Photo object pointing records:
┄┄┄┄┄┄┄┄┄┄┄┄┄┄┄┄┄┄┄┄

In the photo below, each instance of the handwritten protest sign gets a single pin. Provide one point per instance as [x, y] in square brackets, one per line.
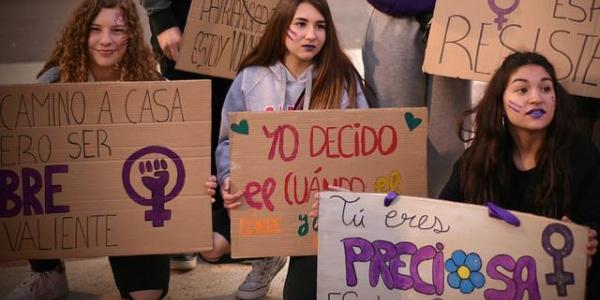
[219, 34]
[95, 169]
[281, 159]
[420, 248]
[470, 40]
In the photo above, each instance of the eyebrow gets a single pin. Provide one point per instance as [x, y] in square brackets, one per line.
[113, 25]
[306, 20]
[525, 80]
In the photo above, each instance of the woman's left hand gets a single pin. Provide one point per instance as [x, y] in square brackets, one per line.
[592, 244]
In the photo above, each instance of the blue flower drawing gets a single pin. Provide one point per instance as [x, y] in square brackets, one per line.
[464, 271]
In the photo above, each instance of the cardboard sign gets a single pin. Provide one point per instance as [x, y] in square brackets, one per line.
[281, 159]
[419, 248]
[95, 169]
[219, 34]
[470, 40]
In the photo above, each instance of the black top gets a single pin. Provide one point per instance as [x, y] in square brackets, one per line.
[584, 179]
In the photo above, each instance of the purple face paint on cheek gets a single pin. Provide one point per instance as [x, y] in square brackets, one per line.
[119, 20]
[292, 35]
[514, 106]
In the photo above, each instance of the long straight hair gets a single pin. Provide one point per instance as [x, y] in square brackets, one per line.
[335, 72]
[487, 162]
[71, 52]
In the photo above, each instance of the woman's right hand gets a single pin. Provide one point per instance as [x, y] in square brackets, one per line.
[314, 212]
[211, 187]
[230, 200]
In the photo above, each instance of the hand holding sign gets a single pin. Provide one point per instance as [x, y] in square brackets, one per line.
[230, 200]
[314, 212]
[592, 245]
[169, 42]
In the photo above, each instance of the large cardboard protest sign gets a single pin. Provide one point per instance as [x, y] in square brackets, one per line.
[419, 248]
[281, 159]
[219, 34]
[104, 169]
[470, 40]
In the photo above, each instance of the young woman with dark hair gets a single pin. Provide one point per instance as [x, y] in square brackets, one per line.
[523, 154]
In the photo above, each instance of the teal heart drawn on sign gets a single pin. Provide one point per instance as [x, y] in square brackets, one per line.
[412, 121]
[241, 128]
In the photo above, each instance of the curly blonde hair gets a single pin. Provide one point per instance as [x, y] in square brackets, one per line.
[71, 53]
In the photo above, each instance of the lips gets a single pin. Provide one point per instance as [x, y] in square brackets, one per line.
[536, 113]
[106, 52]
[309, 47]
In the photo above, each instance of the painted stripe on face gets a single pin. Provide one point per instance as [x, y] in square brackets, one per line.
[514, 106]
[119, 20]
[292, 35]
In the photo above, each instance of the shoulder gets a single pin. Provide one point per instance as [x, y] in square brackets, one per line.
[50, 76]
[250, 76]
[582, 152]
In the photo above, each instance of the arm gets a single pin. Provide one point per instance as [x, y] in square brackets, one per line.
[234, 101]
[452, 190]
[399, 8]
[163, 24]
[361, 100]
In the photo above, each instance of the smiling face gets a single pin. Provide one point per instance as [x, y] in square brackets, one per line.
[529, 99]
[107, 40]
[306, 35]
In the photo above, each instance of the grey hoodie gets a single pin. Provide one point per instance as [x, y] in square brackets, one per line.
[271, 88]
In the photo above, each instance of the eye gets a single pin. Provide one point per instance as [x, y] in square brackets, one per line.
[521, 90]
[300, 24]
[547, 89]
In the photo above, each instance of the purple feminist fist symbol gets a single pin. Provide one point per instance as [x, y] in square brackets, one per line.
[155, 176]
[501, 12]
[560, 278]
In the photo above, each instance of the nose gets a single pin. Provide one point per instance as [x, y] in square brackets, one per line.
[536, 96]
[310, 33]
[105, 38]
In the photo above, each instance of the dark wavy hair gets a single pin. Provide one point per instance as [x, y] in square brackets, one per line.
[71, 53]
[335, 71]
[486, 163]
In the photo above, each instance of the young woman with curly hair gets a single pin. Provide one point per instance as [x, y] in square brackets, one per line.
[102, 41]
[523, 154]
[73, 55]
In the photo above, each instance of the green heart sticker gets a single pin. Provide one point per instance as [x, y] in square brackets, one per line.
[241, 128]
[411, 121]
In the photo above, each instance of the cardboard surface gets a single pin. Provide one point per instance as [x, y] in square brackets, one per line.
[96, 169]
[416, 249]
[281, 159]
[470, 40]
[219, 34]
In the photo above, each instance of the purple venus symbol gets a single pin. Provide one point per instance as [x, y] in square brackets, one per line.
[155, 176]
[501, 12]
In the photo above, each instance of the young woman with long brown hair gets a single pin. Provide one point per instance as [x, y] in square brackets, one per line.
[524, 155]
[102, 41]
[298, 64]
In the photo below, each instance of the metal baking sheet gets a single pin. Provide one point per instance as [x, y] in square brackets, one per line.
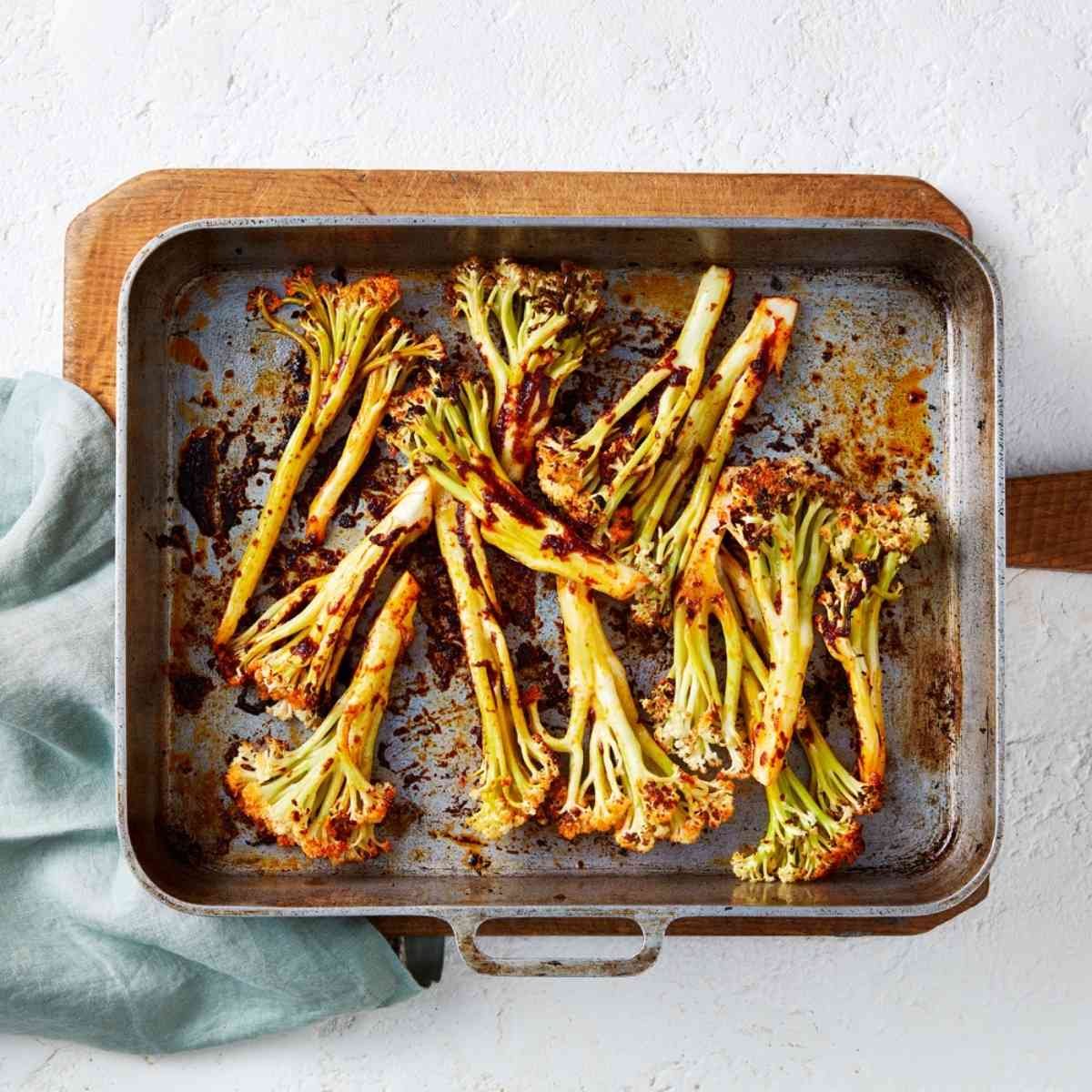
[894, 375]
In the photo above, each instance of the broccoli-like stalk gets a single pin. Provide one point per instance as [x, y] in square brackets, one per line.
[334, 326]
[831, 784]
[320, 796]
[776, 512]
[571, 469]
[533, 329]
[868, 544]
[812, 830]
[802, 841]
[445, 431]
[626, 782]
[293, 652]
[517, 768]
[388, 361]
[698, 454]
[694, 713]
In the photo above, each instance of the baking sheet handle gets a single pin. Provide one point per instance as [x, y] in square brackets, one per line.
[465, 925]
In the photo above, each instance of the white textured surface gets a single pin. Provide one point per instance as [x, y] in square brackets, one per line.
[992, 102]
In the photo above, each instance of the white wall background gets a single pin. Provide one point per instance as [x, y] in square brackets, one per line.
[992, 102]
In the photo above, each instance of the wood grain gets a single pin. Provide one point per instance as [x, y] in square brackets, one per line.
[1048, 522]
[103, 239]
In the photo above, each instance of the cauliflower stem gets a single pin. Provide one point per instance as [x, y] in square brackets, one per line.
[321, 796]
[293, 652]
[776, 512]
[517, 768]
[445, 432]
[394, 352]
[868, 544]
[533, 329]
[334, 326]
[620, 778]
[666, 521]
[571, 469]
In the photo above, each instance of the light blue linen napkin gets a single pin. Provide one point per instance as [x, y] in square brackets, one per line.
[86, 954]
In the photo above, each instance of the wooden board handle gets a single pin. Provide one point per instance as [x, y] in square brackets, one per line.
[1048, 521]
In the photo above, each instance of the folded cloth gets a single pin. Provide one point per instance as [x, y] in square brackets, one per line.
[86, 954]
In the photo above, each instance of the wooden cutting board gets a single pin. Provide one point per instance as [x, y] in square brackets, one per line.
[103, 240]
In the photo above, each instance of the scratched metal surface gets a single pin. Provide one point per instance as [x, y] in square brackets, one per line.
[869, 341]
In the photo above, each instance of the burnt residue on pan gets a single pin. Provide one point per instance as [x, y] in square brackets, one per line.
[858, 398]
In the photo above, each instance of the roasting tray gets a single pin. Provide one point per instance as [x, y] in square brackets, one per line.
[895, 374]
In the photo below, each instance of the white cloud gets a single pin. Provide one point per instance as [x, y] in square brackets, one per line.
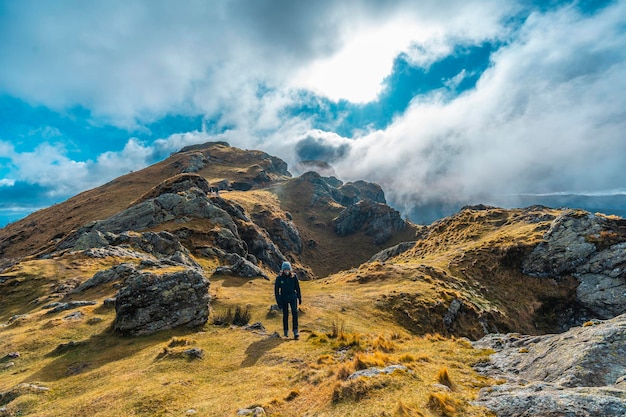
[549, 115]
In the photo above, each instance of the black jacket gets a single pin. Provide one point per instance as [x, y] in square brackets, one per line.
[287, 288]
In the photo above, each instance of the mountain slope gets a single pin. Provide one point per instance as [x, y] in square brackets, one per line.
[386, 303]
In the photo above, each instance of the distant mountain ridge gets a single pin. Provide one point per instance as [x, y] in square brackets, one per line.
[134, 298]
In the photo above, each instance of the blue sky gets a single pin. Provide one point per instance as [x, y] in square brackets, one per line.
[454, 102]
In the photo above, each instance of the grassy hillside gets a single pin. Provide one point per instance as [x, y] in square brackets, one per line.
[462, 278]
[91, 371]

┄┄┄┄┄┄┄┄┄┄┄┄┄┄┄┄┄┄┄┄

- **Stated exercise**: Repeat every record above exactly, but leave out any pictures.

- **Reply**:
In the photo below, each instance of the handwritten protest sign gets a single pin. Provide one point per instance as [x, y] in square brackets, one per line.
[219, 34]
[95, 169]
[281, 159]
[420, 248]
[470, 40]
In the photo above, each instance of the eyebrow gets a single pin. Provide one point per instance as [x, y] in square brackets, one per line.
[113, 25]
[306, 20]
[525, 80]
In the photo above, each instance of the woman's left hand gets a single pin. Provide one point per instance as [x, y] in square brackets, one per line.
[592, 244]
In the photo above, each instance of the blue flower drawing gets a single pin. Provide one point per instance as [x, y] in square brackets, one per line.
[464, 271]
In the photo above, each instance of the cardboard sign gets a single pin. Provide one point per instance as [x, y] in square brackets, one per line.
[281, 159]
[419, 248]
[95, 169]
[219, 34]
[470, 40]
In the photo above, each instance of the black top gets a single pin. Provide one point per instance as [x, y] in square brackets, one per line.
[584, 179]
In the photo above, each instance of the purple face paint on cheek gets a single pin. Provide one point per instance as [x, y] in square brackets, one per line.
[119, 20]
[292, 35]
[514, 106]
In the photo above, each instance of the long straight hair gets a single pin. Provide one point per instance as [x, y] in square brackets, one per line.
[335, 72]
[487, 162]
[71, 52]
In the photo above, each instance of the woman's right hand gets a single pin. Provide one point per instance as [x, y] in square brackets, one per line.
[314, 212]
[211, 187]
[230, 200]
In the photo above, each instance of the hand holding sign gets a single pin. Provide one point per instance as [x, y] in square brackets, one per line.
[230, 200]
[314, 212]
[592, 245]
[169, 42]
In the photo above, each instance of the large cardboard protest sign gets a single pin. Provide one point per instance as [x, y] in square brackets, one per line.
[419, 248]
[281, 159]
[219, 34]
[104, 169]
[470, 40]
In the photo above, each instance of the young woman with dark hair gets a single pin. Provide one point per instance as [x, y] in square brackets, one per line.
[523, 154]
In the photo above, each instance of the teal heart drawn on sign gets a single pin. Provide one point per instance as [x, y] in square brackets, one per line.
[412, 121]
[241, 128]
In the photo above, each instance of the curly blonde hair gets a single pin. Provide one point per instance as [x, y] in square brackets, one per line.
[71, 53]
In the photo above, each instance of the lips gets a single pin. Provide one point per instance as [x, y] in square brackets, one per line.
[536, 113]
[106, 52]
[309, 47]
In the photo above, each instance of the painted stripe on face gets a single pin. Provide one point per instance as [x, y] in square brackets, one per line.
[514, 106]
[119, 20]
[292, 35]
In the photo above, each instance of the shoulder gets a single pin. Provide one point per instance as [x, y] in square brackets, one per line.
[50, 76]
[250, 76]
[582, 152]
In the photo above, each instance of the arm gets a single pin. Provide one point per instance as [x, y] in square brackets, one per line.
[234, 101]
[452, 190]
[399, 8]
[163, 24]
[361, 100]
In the photo above, each instance of the smiling face gets a single pin. Provide one point per instance as [x, y] in square brackets, one per line.
[529, 99]
[107, 40]
[306, 35]
In the photo above, each instance of the grey hoodie gets a single pin. Provide one point per instance as [x, y] in square brackets, one per line.
[271, 88]
In the photo above, each instance of the eye gets a single pin. Provide one point per instance as [x, y] in square brackets, one per line.
[521, 90]
[300, 24]
[547, 89]
In the photo above, each instance of the purple feminist fist symbol gets a single pin. Provide one point per instance as [x, y] in square brackets, one per line.
[155, 176]
[501, 12]
[560, 278]
In the photo above, each instance of the nose gets a single pin. Provide one point per instance as [x, y] in square brackets, one per line.
[536, 96]
[310, 33]
[105, 38]
In the photo above, each instance of the dark wavy hair gets a single pin. Provide one point per instance as [x, y] in square brackets, one per line.
[71, 53]
[335, 71]
[486, 163]
In the photo above, each instance of the young woman with curly hair gets a single pin. Provide one point per instance as [x, y] in square brackets, one per line.
[102, 41]
[523, 154]
[73, 55]
In the photo above, each instance of the green heart sticker gets a single pin. Provide one point per instance as [x, y] in square brackets, one per line.
[241, 128]
[411, 121]
In the photo above, each instance of the cardboard surface gets a single pin. Provide one point per instance as [x, y] in square brackets, one per line.
[96, 169]
[416, 249]
[281, 159]
[470, 40]
[219, 34]
In the photo above, each instance of the purple venus symbol gets a single pin. Provide one point per instance as [x, y] in square brackets, one per line.
[155, 176]
[501, 12]
In the photo above, each instance of the young woman with long brown hair gets a single pin. Provide one point per instance as [x, y] in square brackets, one per line.
[524, 155]
[102, 41]
[298, 64]
In the photo below, each instance of the metal baking sheet gets a single pin. Provide one point per instance as [x, y] in square brackets, one per line.
[894, 375]
In the photo above, each instance of the broccoli-like stalk gets a single pin. Provide one point per instance as [x, y] in square brackets, one per line.
[334, 326]
[831, 784]
[320, 796]
[776, 512]
[571, 469]
[533, 329]
[868, 544]
[812, 830]
[802, 841]
[445, 431]
[626, 782]
[293, 652]
[517, 768]
[388, 361]
[698, 454]
[694, 713]
In the photo above, each instance of the baking sheet handle gets a single pin. Provide one point per instance as [x, y] in square brackets, one per line.
[465, 925]
In the photo above, each instance of the white textured surface gets a single pin. Provide one point per instance as [x, y] in square brackets, one per line.
[992, 102]
In the photo above, each instance of the white wall background gets a single pin. Provide one point per instance as [x, y] in square brackets, one per line.
[992, 102]
In the photo above, each instance of the wood grain gets a single pin. Provide one point per instance as [x, y] in square brackets, one per line.
[1048, 522]
[103, 239]
In the photo above, each instance of the cauliflower stem gets a single pin. Provide one point per instance as [x, y] in square brackets, one per line.
[321, 796]
[293, 652]
[776, 512]
[517, 768]
[445, 432]
[394, 352]
[868, 544]
[533, 329]
[334, 326]
[620, 778]
[666, 521]
[571, 469]
In the photo above, each instance of the light blue linen napkin gets a single pin. Provide one point per instance as [x, y] in square brackets, one per line.
[86, 954]
In the photo above, each instance of the wooden board handle gets a single pin. Provide one point per instance as [x, y] in square brackets, one per line.
[1048, 521]
In the photo above, each instance of the folded cloth gets a single pin. Provide one point per instance as [x, y] in square brackets, one per line.
[86, 954]
In the photo above, each instance of the wooden cutting board gets a single pin. Provide one point per instance as [x, y] in square brackets, one per line.
[103, 240]
In the photo above, each instance of the scratched metal surface gets a single pin. Provide one point per instance as [x, y] in square brackets, one per line.
[869, 341]
In the photo above, each instance of the burnt residue on pan gets a single pin. Provide one point per instance as [x, y] in square brackets, one per line.
[858, 398]
In the photo above, each instance of the roasting tray gets a single pin. Provide one point per instance as [x, y] in square brackets, one per line.
[895, 374]
In the photo below, each instance of the white cloud gets a single pin. Provide one point per instance as [x, y] in square brackets, one per line.
[549, 115]
In the photo above, each instance of the black jacket gets a single pin. Provide one point per instance as [x, y] in square brackets, one per line.
[287, 288]
In the photo above, each instance of the mountain slope gets a single pin. Provide one point per instance as [x, y] in square brackets, one per line.
[386, 303]
In the photo above, each instance of the distant mountain ridge gets a single pin. Provide one point per instance as [x, y] in square brackets, one per line.
[134, 298]
In the photo above, each instance of the blue sky gets a single pin. Provide one point per instance as [x, y] in square brackets, one per line.
[454, 102]
In the photo above, each instance of the grassy hillside gets a single pin. Provide one point per instance as [x, y] in square brackets, one per line.
[462, 278]
[91, 371]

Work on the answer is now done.